=== Vorliegender Text ===
┌──
Milderung über Umwege
Deutlich mildere Luft als noch am gestrigen Mittwoch ist nach Deutschland eingeflossen, zumindest in etwas höheren Luftschichten. Mehr zur Odyssee dieser Luftmasse gibt's im heutigen Thema des Tages.
Ruhig ist es derzeit in Deutschland, was das Wetter angeht - Hoch CARLOS sei Dank. Okay, im Nordosten ist's etwas windig, aber mehr als ein müdes "Aha?" dürfte das nur den Wenigsten entlocken. In der Südwesthälfte herrscht dagegen eher Flaute, wie am gestrigen Mittwoch in weiten Teilen des Landes. In höheren Luftschichten zeigte sich gestern dagegen eine zum Teil sehr lebhafte Nordströmung, die heute auf Nordwest dreht. Damit wurde das Land bis gestern noch mit subpolarer Meeresluft versorgt, deren Temperatur in rund 1500 bis 1600 m Höhe bei -1 bis -4 Grad lag.
└──
=== Bereitgestelltes Material ===
┌──
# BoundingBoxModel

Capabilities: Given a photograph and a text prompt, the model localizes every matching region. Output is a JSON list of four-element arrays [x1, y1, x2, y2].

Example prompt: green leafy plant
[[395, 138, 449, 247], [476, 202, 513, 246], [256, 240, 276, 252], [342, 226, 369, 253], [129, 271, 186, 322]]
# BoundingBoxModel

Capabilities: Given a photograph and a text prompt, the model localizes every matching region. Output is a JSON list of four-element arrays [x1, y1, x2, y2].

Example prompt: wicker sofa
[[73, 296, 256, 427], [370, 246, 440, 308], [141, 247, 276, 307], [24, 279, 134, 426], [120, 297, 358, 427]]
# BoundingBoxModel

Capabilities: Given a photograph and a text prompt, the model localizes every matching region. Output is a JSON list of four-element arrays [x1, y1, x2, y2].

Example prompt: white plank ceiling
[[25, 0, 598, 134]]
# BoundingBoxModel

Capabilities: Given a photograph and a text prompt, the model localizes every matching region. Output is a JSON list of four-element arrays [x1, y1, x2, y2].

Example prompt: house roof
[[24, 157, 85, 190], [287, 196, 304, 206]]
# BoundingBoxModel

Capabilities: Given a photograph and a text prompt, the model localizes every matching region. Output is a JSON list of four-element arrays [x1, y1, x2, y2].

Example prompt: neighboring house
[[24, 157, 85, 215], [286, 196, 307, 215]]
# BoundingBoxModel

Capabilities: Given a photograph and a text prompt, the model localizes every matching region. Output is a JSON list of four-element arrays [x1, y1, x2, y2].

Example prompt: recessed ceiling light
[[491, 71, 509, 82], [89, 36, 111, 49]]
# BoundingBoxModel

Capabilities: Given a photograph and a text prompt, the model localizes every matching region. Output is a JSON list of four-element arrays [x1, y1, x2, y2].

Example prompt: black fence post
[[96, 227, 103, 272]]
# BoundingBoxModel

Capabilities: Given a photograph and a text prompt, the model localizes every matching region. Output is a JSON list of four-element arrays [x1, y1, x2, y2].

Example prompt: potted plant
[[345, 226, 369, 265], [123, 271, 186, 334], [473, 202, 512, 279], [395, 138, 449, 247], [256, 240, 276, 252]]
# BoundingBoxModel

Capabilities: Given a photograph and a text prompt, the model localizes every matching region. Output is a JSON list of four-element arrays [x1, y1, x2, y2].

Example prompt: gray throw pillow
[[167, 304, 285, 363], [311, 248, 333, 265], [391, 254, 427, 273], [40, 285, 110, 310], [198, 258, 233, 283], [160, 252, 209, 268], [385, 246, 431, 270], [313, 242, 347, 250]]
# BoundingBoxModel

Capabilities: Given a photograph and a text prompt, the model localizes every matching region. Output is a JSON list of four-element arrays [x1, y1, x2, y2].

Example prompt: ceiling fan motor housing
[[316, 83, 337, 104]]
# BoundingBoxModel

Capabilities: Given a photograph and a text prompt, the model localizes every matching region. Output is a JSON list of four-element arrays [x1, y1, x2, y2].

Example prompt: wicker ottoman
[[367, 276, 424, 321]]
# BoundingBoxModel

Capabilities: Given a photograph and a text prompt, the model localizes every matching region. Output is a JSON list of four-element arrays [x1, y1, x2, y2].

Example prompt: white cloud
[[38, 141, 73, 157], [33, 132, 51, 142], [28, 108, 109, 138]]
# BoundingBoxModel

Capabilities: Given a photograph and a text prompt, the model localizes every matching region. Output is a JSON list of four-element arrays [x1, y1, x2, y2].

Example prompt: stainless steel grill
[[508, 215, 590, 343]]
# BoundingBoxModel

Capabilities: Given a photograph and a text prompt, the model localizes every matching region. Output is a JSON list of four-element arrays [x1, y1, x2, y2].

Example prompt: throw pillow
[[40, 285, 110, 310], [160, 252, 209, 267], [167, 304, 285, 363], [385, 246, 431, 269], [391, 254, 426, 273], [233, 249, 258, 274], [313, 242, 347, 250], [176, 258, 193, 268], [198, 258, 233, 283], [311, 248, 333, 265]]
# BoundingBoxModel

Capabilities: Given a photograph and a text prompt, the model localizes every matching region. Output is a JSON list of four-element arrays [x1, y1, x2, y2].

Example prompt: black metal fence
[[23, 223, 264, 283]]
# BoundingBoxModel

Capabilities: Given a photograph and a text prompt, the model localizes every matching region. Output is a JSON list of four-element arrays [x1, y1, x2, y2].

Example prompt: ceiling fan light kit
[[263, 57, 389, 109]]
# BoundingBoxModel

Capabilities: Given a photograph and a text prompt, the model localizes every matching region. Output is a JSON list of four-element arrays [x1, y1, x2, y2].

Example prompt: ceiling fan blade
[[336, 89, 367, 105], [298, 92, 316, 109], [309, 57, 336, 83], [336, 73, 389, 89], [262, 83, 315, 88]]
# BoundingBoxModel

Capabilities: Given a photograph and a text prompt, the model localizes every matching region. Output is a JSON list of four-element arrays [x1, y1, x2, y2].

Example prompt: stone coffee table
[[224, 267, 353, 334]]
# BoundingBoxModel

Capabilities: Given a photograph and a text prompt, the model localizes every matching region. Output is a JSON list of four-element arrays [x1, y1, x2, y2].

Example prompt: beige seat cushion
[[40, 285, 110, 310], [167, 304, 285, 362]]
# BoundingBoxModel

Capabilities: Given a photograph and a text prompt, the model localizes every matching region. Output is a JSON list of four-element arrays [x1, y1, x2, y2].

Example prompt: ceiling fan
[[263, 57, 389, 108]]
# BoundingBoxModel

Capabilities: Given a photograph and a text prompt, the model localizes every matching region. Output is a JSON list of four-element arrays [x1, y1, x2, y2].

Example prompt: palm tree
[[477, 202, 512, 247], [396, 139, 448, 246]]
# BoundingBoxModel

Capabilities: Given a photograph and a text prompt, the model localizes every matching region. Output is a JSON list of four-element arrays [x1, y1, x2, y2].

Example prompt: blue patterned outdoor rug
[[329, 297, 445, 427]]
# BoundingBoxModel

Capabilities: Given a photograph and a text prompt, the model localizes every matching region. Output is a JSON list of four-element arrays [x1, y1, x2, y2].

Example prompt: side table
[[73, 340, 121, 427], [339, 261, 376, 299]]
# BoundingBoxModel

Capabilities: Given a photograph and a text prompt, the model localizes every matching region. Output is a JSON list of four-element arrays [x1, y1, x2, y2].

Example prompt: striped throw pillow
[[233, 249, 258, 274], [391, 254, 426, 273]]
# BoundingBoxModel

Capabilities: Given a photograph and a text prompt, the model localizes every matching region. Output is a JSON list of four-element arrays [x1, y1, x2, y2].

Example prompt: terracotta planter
└──
=== Arbeitsauftrag 1 ===
Welchem Hoch verdankt Deutschland laut dem Text zur Wetterlage das derzeit ruhige Wetter?
=== Arbeitsauftrag 2 ===
Stimmen die folgenden Aussagen mit dem Text zur Wetterlage überein? Beantworten Sie jede mit Ja oder Nein und zitieren Sie die entscheidenden Worte des Textes.
(a) Im Nordosten ist es derzeit etwas windig.
(b) In der Südwesthälfte weht derzeit ein kräftiger Wind.
(c) Die subpolare Meeresluft war in rund 1500 bis 1600 m Höhe -1 bis -4 Grad kalt.
=== Arbeitsauftrag 3 ===
Führen Sie den Text zur Wetterlage im Anschluss an seinen letzten Satz weiter.
Die Einträge werden hier nicht gebraucht.

=== Endgültige Antwort 1 ===
Dem Hoch CARLOS.

=== Endgültige Antwort 2 ===
(a) Ja: „im Nordosten ist's etwas windig“
(b) Nein: „In der Südwesthälfte herrscht dagegen eher Flaute“
(c) Ja: „deren Temperatur in rund 1500 bis 1600 m Höhe bei -1 bis -4 Grad lag“

=== Endgültige Antwort 3 ===
"1500 bis 1600 m Höhe? Wen interessiert das denn bitte?" werden Sie sich vielleicht fragen. Tatsächlich ist das ein in der Meteorologie gern genutzter Höhenbereich. Genauer genommen bedient man sich dem Druckniveau 850 hPa, das im Mittel etwa in 1500 m Höhe zu finden ist. Denn dort bleibt die Luft im Allgemeinen unbeeinflusst von bodennahen Prozessen wie beispielsweise Reibung, nächtlicher Auskühlung oder Erwärmung tagsüber. Damit lassen sich Aussagen über die "Qualität" einer Luftmasse treffen, also zum Beispiel über ihre Temperatur und Feuchte. Bei einer gut durchmischten Luftmasse, wie sie vor allem an sonnigen Sommertagen - im Winter dagegen eher selten - vorhanden ist, dient die Temperatur in dieser Höhe zudem als grober Richtwert für die zu erwartende Höchsttemperatur in 2 m über Grund. Als Faustregel kann man dann nämlich sagen, dass die Temperatur ausgehend von der Höhe in 850 hPa bis zum Boden um 1 Kelvin pro 100 m zunimmt (entspricht 1 Grad Celsius pro 100 m, Temperaturdifferenzen werden offiziell allerdings in Kelvin angegeben).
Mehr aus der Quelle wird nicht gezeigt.